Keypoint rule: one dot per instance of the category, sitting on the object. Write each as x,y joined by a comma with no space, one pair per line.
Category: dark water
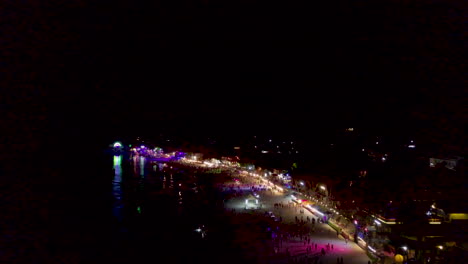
157,207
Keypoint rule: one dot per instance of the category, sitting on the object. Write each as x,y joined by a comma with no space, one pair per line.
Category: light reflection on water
117,188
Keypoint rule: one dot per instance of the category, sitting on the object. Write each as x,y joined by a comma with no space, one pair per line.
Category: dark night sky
89,69
76,74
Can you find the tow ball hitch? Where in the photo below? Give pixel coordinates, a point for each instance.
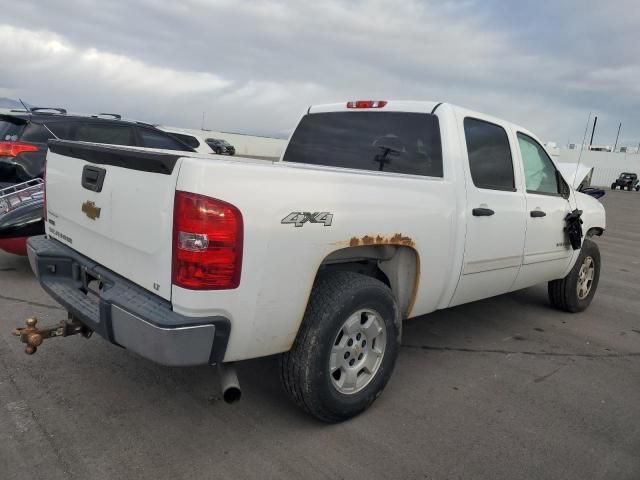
(34, 336)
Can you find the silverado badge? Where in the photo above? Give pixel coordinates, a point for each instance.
(90, 210)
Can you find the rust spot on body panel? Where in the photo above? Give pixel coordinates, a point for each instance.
(396, 239)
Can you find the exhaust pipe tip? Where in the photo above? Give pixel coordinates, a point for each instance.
(229, 384)
(232, 394)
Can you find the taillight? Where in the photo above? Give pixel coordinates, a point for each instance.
(13, 149)
(44, 192)
(207, 243)
(367, 104)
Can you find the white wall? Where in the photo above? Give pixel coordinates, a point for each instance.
(607, 166)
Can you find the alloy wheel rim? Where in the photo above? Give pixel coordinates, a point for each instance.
(585, 277)
(357, 351)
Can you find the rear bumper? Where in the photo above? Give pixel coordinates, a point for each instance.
(123, 312)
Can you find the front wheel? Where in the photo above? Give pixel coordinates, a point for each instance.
(574, 292)
(346, 347)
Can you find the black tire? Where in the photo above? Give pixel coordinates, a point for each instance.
(563, 293)
(305, 368)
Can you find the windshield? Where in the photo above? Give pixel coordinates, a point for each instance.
(10, 131)
(396, 142)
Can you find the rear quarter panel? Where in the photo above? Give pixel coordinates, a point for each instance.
(280, 261)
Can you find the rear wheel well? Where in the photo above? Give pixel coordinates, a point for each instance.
(395, 265)
(594, 231)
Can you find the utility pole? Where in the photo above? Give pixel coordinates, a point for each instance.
(618, 135)
(593, 131)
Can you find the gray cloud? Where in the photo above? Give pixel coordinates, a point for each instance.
(255, 66)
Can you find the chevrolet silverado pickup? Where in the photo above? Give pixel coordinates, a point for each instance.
(377, 212)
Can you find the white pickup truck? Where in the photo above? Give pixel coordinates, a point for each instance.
(377, 212)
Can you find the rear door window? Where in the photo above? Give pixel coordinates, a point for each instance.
(105, 133)
(490, 159)
(395, 142)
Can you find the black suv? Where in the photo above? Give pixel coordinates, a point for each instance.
(24, 135)
(626, 180)
(221, 146)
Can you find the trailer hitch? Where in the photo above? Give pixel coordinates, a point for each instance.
(34, 336)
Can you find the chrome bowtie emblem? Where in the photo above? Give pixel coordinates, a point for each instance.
(90, 210)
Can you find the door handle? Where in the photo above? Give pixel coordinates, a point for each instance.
(93, 178)
(482, 212)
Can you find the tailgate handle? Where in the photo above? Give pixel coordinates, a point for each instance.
(93, 178)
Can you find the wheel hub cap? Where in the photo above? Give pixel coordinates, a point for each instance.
(357, 351)
(585, 277)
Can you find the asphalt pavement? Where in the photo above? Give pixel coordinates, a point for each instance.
(505, 388)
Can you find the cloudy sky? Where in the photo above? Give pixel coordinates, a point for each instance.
(254, 66)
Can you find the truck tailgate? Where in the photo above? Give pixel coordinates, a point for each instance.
(115, 206)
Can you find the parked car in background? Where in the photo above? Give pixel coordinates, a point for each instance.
(221, 147)
(197, 142)
(23, 146)
(627, 181)
(24, 136)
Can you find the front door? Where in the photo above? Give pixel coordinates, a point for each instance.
(547, 252)
(495, 214)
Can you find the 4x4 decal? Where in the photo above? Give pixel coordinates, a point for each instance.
(300, 218)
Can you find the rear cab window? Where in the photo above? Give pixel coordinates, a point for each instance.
(392, 142)
(490, 159)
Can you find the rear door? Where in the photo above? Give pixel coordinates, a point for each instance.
(115, 205)
(495, 212)
(547, 251)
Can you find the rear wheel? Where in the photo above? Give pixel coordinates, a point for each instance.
(574, 292)
(346, 348)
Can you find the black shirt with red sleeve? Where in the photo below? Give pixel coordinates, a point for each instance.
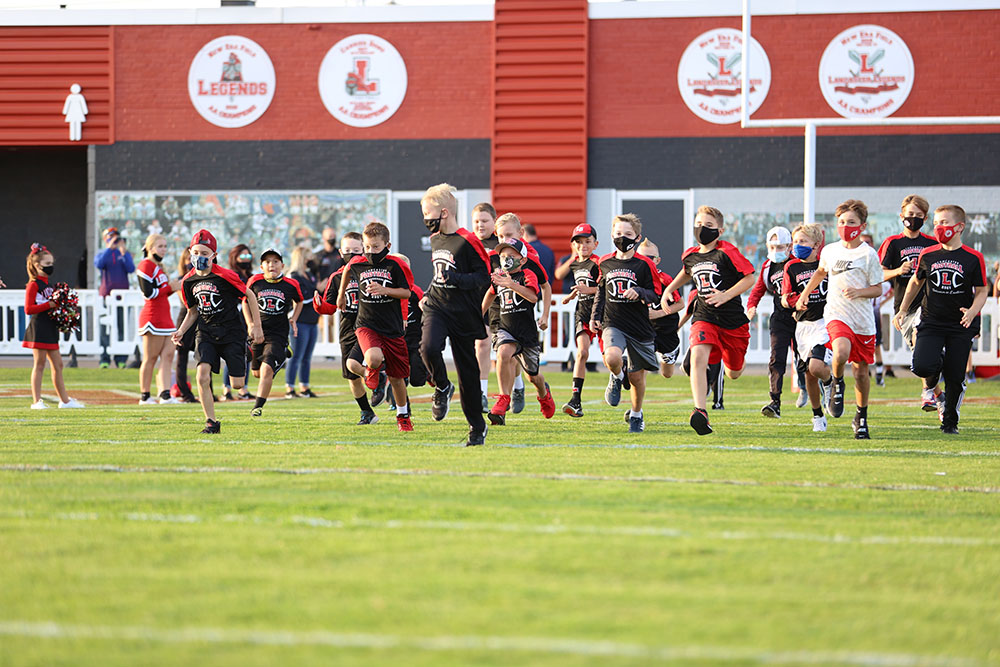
(797, 275)
(517, 314)
(461, 273)
(382, 314)
(717, 270)
(612, 309)
(893, 252)
(950, 281)
(217, 296)
(275, 300)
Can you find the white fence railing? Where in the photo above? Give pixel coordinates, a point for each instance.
(120, 313)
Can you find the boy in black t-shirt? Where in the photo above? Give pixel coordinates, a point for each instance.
(516, 340)
(212, 296)
(720, 330)
(276, 294)
(627, 284)
(953, 280)
(582, 268)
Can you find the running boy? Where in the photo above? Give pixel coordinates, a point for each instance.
(516, 340)
(855, 278)
(276, 295)
(627, 284)
(384, 287)
(720, 330)
(212, 296)
(582, 266)
(952, 278)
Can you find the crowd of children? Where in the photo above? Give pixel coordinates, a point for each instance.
(488, 283)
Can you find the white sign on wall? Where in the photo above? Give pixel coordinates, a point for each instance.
(362, 80)
(866, 72)
(231, 81)
(708, 75)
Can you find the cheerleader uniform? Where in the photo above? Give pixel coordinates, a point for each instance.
(155, 315)
(42, 332)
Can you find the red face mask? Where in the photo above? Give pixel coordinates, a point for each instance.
(848, 234)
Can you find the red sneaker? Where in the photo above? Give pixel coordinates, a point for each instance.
(548, 405)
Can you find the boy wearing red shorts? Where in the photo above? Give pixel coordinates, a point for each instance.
(720, 330)
(854, 276)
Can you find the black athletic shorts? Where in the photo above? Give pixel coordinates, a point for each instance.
(207, 351)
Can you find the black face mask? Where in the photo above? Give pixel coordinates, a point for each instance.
(376, 257)
(705, 235)
(624, 243)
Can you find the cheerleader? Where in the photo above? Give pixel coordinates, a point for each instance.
(155, 323)
(42, 335)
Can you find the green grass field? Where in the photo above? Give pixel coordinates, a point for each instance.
(127, 538)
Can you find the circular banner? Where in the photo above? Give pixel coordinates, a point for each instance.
(362, 80)
(866, 72)
(708, 75)
(231, 81)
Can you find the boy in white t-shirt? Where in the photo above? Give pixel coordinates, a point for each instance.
(855, 278)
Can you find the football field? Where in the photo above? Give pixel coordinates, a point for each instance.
(299, 538)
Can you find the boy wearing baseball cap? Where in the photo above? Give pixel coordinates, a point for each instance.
(212, 296)
(516, 340)
(276, 295)
(582, 268)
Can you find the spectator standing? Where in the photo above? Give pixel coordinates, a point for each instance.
(115, 264)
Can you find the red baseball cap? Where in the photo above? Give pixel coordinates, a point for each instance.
(204, 237)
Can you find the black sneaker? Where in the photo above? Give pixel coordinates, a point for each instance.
(378, 393)
(574, 408)
(837, 399)
(476, 437)
(699, 422)
(441, 402)
(860, 426)
(517, 401)
(772, 410)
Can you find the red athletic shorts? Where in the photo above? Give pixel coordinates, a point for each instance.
(862, 347)
(397, 357)
(728, 345)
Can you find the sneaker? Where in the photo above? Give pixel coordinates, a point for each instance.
(517, 400)
(860, 426)
(636, 424)
(699, 422)
(574, 408)
(613, 394)
(441, 402)
(378, 393)
(498, 412)
(403, 422)
(836, 402)
(477, 437)
(546, 404)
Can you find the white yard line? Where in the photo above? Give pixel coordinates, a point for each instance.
(467, 643)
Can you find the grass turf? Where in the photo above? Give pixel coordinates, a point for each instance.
(128, 538)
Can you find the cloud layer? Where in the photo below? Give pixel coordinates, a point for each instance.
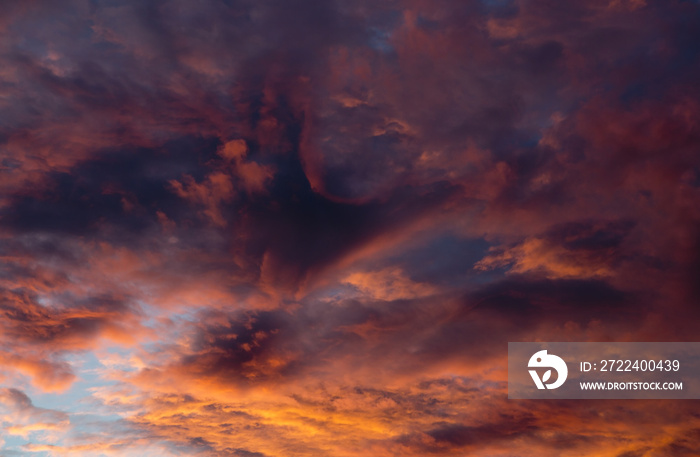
(302, 228)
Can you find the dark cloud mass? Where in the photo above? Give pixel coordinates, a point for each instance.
(306, 228)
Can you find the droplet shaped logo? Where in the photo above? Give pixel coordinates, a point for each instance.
(543, 360)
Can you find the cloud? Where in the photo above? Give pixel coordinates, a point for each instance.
(300, 228)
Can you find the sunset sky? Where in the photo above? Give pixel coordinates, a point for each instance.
(309, 228)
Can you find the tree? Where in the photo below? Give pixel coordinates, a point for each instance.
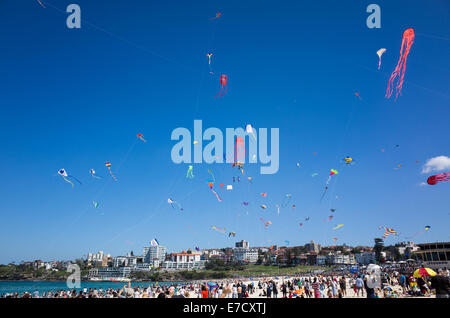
(378, 247)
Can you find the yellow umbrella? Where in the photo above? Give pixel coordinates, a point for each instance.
(424, 272)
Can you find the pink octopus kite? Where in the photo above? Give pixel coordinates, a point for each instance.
(407, 42)
(438, 178)
(223, 82)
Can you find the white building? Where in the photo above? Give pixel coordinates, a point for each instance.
(341, 259)
(321, 259)
(245, 254)
(243, 244)
(185, 257)
(184, 260)
(365, 258)
(151, 253)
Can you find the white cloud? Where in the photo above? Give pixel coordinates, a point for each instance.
(436, 164)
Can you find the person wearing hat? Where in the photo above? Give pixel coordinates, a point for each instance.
(441, 284)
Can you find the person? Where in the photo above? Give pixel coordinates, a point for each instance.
(441, 284)
(275, 291)
(370, 291)
(359, 286)
(403, 283)
(204, 292)
(343, 286)
(235, 293)
(315, 286)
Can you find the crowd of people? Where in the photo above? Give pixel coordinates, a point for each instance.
(391, 284)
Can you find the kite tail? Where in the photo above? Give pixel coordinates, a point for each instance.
(112, 175)
(219, 92)
(76, 179)
(69, 181)
(226, 88)
(217, 196)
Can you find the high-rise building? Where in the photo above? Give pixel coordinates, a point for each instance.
(151, 253)
(243, 244)
(312, 247)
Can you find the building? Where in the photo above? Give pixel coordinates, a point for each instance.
(312, 247)
(243, 244)
(321, 259)
(434, 255)
(249, 255)
(185, 257)
(109, 273)
(341, 259)
(153, 253)
(365, 258)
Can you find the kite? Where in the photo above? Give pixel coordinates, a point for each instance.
(218, 15)
(332, 172)
(266, 224)
(278, 208)
(379, 53)
(66, 177)
(215, 193)
(190, 172)
(249, 130)
(286, 200)
(388, 232)
(154, 242)
(108, 165)
(141, 137)
(93, 175)
(172, 202)
(209, 55)
(223, 82)
(418, 233)
(348, 160)
(438, 178)
(399, 71)
(212, 175)
(218, 229)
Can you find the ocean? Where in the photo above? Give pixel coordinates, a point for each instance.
(45, 286)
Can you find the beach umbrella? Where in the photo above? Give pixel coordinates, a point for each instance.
(424, 272)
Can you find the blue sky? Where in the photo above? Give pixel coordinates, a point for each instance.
(75, 98)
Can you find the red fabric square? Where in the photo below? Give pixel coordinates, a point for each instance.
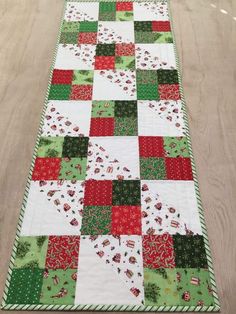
(81, 92)
(87, 38)
(158, 251)
(46, 169)
(104, 63)
(161, 26)
(63, 252)
(102, 127)
(124, 6)
(151, 146)
(125, 50)
(178, 168)
(169, 91)
(62, 76)
(126, 220)
(98, 193)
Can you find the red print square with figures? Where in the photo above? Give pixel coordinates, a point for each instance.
(98, 193)
(46, 169)
(102, 127)
(178, 168)
(151, 146)
(126, 220)
(158, 251)
(63, 252)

#####

--- Work request ---
Take the lines from the one holding "Can you find the person?" through the last line of the data above and copy them exactly, both ends included, omitting all pictures.

--- Your solution ---
Can you find the person? Where in the photo above? Give pixel coordinates, a point for each instance.
(441, 284)
(275, 291)
(370, 291)
(359, 286)
(403, 283)
(204, 292)
(343, 286)
(235, 293)
(315, 286)
Can you find the crowd of people? Where in the photo above? Give pixel coordinates, a point for each instance.
(391, 284)
Can you find the kite tail? Where in the photo above? Give pixel coordinates, a point for each instance.
(112, 175)
(219, 92)
(76, 179)
(69, 181)
(226, 88)
(217, 196)
Can you find the high-rise building? Where in the photo above? Give pixel coordinates, a point for each instance.
(151, 253)
(243, 244)
(312, 247)
Can you find the building? Where in the photo above? Give pixel coordinates, a point for each instance.
(312, 247)
(243, 244)
(321, 259)
(434, 255)
(249, 255)
(185, 257)
(109, 273)
(341, 259)
(153, 253)
(365, 258)
Can you find the kite? Where in the photo above? Give pixel coordinates, a point for each instance.
(218, 15)
(332, 172)
(266, 224)
(278, 208)
(379, 53)
(66, 177)
(215, 193)
(190, 172)
(249, 130)
(286, 200)
(388, 232)
(154, 242)
(108, 165)
(141, 137)
(93, 175)
(172, 202)
(209, 55)
(223, 82)
(418, 233)
(348, 160)
(438, 178)
(399, 71)
(212, 175)
(218, 229)
Can you find the ocean? Where in the photo above? Give pixel coordinates, a point for each instance.
(45, 286)
Can you find the beach umbrella? Where in the photo above? Give pixel coordinates, a point for each instance.
(424, 272)
Can you find the blue sky? Where in the photo above? Give pixel coordinates, a point for each instance.
(75, 98)
Can you find the red fabric square? Where in the photo below? Give pixel coordinates, a point for each instance.
(81, 92)
(87, 38)
(158, 251)
(46, 169)
(104, 63)
(161, 26)
(63, 252)
(102, 127)
(124, 6)
(151, 146)
(125, 50)
(178, 168)
(169, 91)
(62, 76)
(126, 220)
(98, 193)
Can you find the red print square with figures? Where in the photo above? Give pixel coordinates, a point for each instance.
(98, 193)
(46, 169)
(102, 127)
(178, 168)
(151, 146)
(126, 220)
(158, 251)
(63, 252)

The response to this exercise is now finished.